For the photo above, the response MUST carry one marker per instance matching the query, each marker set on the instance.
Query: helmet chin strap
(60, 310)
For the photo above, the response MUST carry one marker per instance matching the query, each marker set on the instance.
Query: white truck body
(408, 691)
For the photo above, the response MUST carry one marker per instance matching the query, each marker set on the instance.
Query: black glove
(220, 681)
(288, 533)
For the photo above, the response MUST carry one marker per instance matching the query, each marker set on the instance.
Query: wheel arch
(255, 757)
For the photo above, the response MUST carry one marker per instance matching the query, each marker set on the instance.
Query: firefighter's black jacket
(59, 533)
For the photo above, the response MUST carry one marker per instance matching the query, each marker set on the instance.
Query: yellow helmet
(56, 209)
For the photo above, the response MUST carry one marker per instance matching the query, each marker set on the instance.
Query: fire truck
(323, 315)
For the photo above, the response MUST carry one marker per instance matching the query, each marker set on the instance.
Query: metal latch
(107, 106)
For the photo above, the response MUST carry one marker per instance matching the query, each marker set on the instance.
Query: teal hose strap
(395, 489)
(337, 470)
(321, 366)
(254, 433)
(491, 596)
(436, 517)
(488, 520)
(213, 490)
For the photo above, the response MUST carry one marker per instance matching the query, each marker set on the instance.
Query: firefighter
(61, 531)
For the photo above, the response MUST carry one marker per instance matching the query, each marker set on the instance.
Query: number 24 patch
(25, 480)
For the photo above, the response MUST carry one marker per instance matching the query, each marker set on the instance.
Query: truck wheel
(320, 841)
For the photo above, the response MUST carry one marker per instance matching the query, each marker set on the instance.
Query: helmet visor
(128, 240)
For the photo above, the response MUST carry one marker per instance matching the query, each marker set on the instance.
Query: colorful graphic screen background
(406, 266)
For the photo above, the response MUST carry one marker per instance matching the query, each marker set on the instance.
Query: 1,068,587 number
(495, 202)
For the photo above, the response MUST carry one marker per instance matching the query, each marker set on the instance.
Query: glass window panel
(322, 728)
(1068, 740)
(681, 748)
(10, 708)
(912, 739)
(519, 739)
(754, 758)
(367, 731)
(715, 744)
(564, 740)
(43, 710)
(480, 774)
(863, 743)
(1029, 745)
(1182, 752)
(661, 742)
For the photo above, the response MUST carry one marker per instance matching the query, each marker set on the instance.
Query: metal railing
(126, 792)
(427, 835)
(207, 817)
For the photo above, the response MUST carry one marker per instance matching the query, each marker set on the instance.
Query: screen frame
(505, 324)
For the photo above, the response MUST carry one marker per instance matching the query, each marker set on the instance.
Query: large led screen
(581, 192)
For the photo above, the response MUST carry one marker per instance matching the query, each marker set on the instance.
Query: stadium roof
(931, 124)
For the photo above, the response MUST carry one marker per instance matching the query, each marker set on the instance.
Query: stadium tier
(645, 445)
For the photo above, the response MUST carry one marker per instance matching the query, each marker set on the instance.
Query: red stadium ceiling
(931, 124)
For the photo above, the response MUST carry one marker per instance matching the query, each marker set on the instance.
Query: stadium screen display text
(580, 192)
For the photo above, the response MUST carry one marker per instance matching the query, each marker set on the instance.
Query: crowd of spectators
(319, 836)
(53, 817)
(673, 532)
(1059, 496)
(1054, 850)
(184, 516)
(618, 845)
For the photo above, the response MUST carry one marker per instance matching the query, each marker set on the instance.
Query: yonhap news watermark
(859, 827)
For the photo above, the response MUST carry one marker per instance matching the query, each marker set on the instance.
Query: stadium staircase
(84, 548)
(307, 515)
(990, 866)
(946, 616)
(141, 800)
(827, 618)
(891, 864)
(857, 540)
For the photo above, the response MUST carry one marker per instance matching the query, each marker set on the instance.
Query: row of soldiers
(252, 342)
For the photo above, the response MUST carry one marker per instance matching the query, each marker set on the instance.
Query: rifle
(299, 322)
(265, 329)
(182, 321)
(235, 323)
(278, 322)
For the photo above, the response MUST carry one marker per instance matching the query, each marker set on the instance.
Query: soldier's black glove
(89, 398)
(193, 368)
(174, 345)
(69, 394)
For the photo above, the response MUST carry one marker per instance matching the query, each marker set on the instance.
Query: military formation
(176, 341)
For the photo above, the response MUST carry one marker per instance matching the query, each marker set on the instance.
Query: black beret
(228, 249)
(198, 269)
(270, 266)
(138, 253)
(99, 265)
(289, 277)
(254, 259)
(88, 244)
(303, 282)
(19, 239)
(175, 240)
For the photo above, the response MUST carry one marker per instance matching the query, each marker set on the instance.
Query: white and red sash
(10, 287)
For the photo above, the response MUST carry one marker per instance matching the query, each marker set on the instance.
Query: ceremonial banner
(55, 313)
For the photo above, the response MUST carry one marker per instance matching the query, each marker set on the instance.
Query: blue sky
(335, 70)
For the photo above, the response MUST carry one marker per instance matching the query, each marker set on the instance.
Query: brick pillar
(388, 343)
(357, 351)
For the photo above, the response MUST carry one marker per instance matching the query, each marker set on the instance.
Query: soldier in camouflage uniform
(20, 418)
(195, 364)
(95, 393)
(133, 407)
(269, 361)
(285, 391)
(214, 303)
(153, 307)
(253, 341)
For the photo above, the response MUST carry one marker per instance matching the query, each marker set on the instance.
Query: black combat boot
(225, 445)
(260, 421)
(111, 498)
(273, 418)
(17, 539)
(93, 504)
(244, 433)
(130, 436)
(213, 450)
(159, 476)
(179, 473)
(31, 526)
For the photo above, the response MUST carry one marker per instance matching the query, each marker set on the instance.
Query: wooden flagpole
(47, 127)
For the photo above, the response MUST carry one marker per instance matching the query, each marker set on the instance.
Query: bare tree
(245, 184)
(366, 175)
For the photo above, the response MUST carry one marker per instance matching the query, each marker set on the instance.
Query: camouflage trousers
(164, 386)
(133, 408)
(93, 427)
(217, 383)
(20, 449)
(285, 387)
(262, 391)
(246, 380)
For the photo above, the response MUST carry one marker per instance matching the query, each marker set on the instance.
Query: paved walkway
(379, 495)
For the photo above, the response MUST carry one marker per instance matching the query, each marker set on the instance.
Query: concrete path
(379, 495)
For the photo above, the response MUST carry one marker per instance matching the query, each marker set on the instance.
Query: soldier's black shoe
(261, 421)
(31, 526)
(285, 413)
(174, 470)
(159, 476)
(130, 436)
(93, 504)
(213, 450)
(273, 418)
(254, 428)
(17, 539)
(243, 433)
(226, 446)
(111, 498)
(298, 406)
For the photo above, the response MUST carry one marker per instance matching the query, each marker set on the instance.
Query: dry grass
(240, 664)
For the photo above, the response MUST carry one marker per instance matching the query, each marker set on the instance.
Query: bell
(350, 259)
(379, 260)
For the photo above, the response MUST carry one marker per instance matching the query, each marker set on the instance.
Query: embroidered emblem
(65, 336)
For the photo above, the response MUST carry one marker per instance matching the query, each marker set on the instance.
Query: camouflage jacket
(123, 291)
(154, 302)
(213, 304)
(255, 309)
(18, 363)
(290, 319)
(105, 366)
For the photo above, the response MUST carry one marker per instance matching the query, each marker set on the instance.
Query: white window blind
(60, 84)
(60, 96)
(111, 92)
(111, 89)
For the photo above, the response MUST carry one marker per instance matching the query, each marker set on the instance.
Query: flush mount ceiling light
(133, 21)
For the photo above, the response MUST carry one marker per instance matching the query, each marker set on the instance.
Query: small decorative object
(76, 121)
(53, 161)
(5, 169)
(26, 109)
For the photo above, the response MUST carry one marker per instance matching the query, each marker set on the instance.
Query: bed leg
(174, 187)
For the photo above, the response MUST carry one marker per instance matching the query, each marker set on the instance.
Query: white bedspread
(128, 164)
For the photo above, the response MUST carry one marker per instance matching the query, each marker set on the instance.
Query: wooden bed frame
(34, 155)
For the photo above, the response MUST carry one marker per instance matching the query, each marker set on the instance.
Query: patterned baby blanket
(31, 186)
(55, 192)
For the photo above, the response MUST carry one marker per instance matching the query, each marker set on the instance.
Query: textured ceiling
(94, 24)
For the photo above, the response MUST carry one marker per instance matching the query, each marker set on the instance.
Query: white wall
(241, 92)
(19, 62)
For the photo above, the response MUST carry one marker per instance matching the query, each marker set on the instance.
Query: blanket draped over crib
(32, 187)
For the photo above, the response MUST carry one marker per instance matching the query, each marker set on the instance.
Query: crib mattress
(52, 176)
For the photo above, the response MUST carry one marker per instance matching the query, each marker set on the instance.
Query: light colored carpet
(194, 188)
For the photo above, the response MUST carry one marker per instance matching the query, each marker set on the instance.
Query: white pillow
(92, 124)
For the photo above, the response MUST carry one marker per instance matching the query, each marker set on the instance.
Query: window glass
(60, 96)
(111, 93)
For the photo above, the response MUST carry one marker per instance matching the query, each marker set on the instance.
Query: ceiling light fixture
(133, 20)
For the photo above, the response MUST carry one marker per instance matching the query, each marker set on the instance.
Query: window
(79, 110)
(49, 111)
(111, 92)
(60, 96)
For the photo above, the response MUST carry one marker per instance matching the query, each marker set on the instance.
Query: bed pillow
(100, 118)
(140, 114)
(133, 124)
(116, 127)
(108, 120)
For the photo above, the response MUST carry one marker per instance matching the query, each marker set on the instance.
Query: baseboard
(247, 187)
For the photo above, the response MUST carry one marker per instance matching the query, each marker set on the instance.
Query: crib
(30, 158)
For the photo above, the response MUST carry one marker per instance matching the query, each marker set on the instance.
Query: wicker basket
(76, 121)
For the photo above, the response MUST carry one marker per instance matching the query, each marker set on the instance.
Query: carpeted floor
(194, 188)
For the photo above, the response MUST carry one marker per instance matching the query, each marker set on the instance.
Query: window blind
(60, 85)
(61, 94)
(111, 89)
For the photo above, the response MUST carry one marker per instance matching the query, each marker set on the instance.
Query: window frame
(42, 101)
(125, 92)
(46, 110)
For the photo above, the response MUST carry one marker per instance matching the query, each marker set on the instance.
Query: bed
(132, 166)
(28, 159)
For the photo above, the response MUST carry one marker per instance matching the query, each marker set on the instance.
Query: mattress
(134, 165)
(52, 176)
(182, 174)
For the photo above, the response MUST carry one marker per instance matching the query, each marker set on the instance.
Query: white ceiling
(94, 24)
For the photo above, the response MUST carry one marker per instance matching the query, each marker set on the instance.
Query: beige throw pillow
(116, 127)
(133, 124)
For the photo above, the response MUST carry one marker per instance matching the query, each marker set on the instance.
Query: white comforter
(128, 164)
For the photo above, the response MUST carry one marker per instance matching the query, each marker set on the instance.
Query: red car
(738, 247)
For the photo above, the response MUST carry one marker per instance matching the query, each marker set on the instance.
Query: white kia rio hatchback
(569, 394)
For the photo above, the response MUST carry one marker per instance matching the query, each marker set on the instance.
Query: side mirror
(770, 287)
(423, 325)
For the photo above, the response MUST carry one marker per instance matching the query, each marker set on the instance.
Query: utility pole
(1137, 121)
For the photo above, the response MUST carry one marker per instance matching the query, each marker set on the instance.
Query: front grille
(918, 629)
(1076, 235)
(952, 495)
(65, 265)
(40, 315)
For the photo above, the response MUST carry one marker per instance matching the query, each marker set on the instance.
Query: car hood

------------------------

Aim of the exercise:
Copy out every line of the items above that contains the word "ceiling".

Response to the exercise:
Query: red stadium ceiling
Query: flush mount ceiling light
Query: textured ceiling
Query: ceiling light fixture
Query: white ceiling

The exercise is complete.